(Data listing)
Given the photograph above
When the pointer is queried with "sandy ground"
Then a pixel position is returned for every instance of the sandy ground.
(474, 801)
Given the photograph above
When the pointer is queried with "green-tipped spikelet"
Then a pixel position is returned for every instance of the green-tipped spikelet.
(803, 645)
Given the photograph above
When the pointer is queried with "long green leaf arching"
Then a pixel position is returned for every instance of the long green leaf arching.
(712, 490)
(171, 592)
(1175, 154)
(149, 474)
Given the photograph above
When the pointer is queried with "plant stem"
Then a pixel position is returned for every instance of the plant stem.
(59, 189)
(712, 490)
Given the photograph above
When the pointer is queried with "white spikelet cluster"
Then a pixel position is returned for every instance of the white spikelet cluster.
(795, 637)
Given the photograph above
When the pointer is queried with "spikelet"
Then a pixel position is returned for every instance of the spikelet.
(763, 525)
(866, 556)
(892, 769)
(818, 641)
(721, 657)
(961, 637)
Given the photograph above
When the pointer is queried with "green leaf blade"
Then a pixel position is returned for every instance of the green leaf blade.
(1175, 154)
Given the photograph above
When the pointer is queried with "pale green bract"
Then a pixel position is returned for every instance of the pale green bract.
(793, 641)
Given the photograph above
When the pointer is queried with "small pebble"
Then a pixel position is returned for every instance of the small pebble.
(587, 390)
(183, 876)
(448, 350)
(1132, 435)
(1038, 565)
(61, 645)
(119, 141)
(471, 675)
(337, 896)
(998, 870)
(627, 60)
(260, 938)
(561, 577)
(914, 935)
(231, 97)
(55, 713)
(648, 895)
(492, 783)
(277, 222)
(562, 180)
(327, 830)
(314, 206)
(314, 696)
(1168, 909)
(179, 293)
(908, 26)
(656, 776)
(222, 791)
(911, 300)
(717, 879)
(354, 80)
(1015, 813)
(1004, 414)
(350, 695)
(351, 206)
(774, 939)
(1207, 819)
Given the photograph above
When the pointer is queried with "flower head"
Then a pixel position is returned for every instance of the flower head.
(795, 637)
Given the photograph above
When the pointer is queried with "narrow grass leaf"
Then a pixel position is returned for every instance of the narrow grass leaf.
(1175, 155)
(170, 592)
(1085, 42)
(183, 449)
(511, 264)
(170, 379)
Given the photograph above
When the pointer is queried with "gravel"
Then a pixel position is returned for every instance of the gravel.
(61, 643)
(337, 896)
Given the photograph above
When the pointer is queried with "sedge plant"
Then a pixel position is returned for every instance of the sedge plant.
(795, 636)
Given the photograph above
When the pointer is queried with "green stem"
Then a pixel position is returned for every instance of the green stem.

• PROBLEM TO SOLVE: Report each line of the items that contains the string "leaf". Case counts.

• SOLUTION TO THIS TASK:
When the pointer is queried with "long green leaf arching"
Then a pixel position is returned for every instance of the long green leaf arching.
When the pointer is queried with "green leaf blade"
Then a pixel position is returned for every instance of the green leaf blade.
When the pointer is queried with "narrow grass leaf"
Then a pixel position is returned for every instance of the narrow grass leaf.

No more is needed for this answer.